- [YOUR GOAL]
Within the entries that follow, report how many lines contain the word "flower", giving the number by itself.

BEGIN

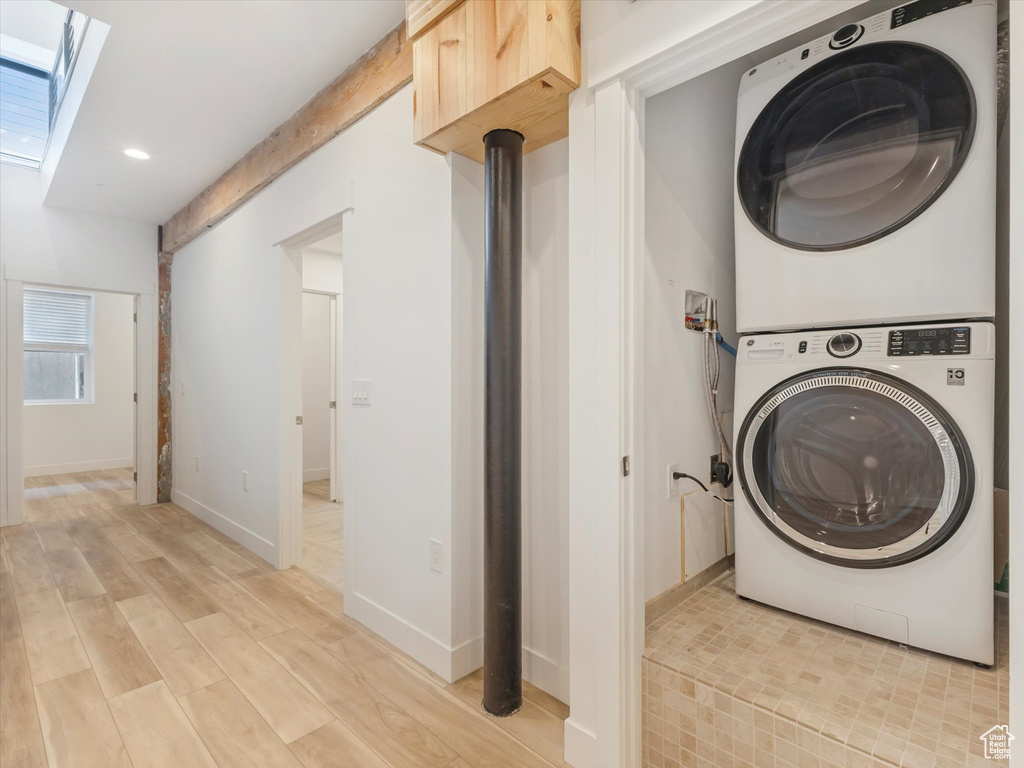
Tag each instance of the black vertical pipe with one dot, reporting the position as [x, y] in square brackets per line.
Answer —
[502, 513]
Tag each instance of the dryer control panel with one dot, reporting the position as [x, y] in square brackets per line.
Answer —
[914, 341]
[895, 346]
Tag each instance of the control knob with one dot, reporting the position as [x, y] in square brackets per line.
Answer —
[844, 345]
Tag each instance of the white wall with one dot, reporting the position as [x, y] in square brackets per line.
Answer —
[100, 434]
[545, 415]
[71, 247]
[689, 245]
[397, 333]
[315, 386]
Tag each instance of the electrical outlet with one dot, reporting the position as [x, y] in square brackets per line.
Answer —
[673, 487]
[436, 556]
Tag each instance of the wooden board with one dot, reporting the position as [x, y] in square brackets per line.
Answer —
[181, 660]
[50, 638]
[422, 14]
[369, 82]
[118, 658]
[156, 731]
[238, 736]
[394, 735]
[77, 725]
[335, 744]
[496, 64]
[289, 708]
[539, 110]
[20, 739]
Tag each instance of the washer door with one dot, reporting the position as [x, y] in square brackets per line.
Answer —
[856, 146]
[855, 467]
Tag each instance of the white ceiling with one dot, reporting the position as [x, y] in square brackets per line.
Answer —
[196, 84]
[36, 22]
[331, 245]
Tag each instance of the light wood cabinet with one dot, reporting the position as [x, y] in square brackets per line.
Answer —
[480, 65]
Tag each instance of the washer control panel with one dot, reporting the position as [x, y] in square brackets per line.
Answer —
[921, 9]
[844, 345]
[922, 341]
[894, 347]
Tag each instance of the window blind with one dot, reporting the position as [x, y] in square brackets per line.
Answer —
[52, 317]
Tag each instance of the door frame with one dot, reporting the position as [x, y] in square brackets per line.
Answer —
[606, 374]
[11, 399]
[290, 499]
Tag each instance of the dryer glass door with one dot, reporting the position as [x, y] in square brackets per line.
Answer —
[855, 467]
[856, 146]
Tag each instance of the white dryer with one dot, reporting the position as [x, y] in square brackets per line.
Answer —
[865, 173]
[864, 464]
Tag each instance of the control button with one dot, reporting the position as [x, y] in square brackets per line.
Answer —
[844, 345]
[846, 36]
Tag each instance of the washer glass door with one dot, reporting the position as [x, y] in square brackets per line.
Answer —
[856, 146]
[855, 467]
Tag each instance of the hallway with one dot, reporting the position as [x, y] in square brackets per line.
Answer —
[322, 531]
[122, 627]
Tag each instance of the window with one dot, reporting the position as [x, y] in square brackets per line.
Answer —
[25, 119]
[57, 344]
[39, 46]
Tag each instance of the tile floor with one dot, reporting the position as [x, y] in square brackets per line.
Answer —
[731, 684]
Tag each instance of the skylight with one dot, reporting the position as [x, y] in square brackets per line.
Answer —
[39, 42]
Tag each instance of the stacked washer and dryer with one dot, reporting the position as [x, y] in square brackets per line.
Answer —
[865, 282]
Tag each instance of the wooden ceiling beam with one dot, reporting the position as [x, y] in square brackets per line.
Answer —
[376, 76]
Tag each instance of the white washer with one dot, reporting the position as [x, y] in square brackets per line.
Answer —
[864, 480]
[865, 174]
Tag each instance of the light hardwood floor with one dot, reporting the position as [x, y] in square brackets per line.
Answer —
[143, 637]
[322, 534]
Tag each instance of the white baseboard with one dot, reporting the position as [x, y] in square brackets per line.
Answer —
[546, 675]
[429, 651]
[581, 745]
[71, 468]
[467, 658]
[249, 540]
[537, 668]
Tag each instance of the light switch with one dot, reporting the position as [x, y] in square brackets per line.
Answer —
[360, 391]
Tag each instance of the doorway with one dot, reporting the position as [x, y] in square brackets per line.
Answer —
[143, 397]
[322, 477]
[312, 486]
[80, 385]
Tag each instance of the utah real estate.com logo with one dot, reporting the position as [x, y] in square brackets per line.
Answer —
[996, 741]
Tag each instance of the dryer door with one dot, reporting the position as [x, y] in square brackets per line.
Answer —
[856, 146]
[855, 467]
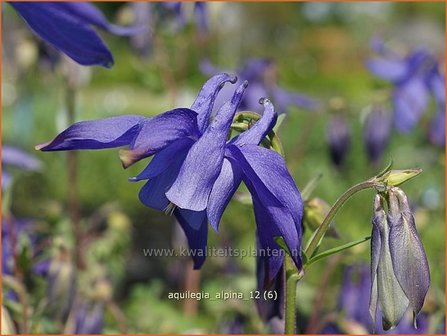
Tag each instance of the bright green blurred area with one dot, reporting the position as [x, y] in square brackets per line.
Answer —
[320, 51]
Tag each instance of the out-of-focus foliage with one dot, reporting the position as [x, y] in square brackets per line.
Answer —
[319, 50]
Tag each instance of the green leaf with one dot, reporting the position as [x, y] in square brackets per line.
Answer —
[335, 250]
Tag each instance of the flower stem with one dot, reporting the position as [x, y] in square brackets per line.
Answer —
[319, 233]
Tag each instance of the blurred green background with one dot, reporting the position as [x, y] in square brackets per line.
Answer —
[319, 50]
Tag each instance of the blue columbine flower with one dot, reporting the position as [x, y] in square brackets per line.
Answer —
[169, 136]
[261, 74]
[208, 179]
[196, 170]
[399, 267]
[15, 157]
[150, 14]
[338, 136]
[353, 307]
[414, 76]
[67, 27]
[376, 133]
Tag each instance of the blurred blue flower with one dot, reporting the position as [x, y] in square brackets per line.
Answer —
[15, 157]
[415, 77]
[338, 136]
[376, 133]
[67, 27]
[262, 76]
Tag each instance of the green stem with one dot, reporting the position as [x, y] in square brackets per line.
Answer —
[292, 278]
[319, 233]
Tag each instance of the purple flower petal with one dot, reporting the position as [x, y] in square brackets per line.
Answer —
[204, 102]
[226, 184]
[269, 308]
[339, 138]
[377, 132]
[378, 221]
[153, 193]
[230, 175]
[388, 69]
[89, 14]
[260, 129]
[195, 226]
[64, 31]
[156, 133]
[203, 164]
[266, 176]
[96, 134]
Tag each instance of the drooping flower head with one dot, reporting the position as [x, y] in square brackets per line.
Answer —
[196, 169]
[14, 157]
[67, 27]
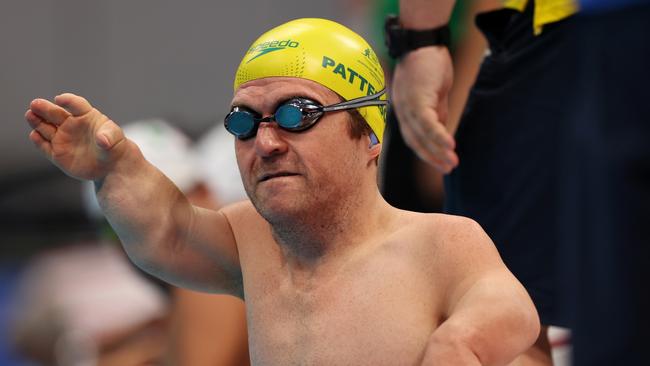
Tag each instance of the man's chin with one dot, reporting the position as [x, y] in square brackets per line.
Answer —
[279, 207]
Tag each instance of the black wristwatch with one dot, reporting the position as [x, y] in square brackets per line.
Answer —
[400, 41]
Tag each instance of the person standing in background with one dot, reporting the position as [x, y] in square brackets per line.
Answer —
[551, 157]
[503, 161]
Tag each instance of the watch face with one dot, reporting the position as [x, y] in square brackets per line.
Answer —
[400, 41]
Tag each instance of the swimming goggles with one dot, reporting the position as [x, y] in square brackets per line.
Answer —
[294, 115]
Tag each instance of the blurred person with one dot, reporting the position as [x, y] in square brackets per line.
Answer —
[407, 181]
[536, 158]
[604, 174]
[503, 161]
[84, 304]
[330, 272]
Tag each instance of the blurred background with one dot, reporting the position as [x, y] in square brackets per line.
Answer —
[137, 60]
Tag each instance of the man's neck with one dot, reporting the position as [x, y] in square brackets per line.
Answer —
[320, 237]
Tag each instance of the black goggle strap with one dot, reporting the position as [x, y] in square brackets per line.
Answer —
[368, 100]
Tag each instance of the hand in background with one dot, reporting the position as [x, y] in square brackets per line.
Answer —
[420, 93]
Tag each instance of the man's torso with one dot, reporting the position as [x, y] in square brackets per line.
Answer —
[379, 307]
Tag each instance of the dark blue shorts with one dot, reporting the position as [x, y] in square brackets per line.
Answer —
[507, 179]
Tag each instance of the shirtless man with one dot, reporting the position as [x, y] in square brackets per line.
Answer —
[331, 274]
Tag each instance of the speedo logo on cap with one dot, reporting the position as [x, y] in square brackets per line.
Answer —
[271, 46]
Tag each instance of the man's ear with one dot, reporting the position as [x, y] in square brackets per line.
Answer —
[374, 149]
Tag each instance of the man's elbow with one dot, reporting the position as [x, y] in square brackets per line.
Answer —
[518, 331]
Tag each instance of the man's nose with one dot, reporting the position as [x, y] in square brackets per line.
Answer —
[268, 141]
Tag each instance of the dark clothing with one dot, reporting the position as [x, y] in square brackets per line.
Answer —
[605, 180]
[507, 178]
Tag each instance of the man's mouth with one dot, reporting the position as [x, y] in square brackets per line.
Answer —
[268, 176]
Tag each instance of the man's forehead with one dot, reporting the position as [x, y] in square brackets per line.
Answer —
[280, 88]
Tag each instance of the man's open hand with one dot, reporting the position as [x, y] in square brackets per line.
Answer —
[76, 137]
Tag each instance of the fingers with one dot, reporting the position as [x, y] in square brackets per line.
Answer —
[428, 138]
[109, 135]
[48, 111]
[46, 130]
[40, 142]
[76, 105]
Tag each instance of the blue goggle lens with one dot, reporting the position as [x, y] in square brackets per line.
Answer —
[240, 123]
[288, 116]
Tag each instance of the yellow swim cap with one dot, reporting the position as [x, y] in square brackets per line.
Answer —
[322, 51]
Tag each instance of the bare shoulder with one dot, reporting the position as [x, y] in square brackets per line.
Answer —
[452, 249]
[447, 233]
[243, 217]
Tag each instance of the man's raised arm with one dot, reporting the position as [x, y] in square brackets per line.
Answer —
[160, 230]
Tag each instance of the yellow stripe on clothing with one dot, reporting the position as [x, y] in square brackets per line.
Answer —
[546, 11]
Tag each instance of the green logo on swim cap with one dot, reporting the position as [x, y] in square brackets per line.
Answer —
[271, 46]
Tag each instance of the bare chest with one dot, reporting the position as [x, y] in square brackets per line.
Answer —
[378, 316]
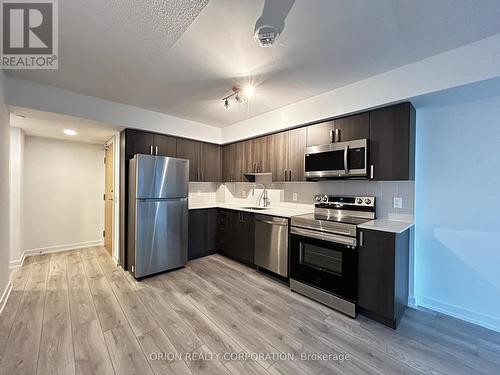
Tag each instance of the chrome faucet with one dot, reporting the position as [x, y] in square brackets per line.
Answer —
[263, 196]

END
BEGIN

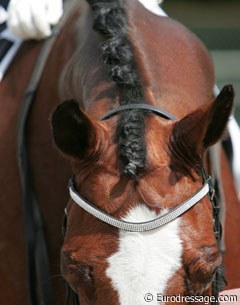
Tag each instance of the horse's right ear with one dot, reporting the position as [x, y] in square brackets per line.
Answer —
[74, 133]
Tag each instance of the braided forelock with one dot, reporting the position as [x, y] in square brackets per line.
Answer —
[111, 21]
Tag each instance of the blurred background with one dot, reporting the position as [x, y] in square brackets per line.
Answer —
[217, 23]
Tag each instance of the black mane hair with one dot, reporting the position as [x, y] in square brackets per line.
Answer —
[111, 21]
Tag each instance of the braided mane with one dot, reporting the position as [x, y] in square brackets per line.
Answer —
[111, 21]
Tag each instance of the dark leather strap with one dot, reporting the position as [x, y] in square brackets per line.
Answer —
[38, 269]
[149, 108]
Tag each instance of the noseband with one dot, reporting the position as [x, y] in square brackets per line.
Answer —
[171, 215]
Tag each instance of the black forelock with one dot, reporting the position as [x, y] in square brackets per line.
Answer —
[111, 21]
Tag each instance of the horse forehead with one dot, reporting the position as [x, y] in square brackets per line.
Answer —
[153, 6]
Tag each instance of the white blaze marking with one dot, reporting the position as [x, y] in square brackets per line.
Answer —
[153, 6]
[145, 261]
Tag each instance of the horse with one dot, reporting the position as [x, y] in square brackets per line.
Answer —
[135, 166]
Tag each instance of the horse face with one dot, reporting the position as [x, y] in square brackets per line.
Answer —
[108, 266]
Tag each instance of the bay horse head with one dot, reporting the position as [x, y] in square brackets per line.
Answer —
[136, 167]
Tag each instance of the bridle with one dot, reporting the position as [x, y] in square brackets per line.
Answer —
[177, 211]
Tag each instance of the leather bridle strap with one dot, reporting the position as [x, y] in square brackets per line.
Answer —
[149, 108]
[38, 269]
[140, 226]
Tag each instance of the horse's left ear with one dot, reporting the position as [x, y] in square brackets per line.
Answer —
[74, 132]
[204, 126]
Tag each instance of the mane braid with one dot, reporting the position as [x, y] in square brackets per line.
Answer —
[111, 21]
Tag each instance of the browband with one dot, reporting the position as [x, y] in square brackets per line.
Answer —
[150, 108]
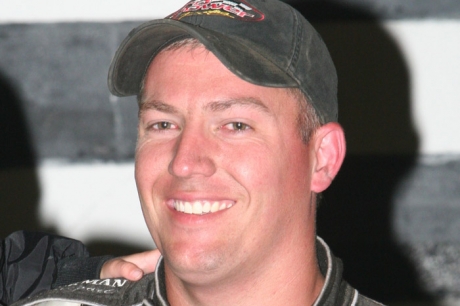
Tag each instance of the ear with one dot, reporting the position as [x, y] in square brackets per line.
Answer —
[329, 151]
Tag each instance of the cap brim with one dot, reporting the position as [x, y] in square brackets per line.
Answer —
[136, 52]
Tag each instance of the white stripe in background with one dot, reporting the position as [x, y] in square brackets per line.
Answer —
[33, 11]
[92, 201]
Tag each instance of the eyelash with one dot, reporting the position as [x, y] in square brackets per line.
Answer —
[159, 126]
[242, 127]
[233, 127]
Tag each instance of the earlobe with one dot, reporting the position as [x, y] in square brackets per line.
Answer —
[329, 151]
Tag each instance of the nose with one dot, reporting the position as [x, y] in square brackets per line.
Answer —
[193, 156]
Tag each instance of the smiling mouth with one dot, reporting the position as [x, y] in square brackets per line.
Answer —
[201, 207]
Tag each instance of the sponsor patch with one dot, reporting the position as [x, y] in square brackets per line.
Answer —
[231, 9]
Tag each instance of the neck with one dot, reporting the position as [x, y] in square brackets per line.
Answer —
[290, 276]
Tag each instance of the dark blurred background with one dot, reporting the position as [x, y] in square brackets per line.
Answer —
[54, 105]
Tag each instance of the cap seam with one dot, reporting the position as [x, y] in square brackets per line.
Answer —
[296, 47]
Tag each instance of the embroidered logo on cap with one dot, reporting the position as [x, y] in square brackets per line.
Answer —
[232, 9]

END

- [SOLUTION FOR THIS PROBLEM]
5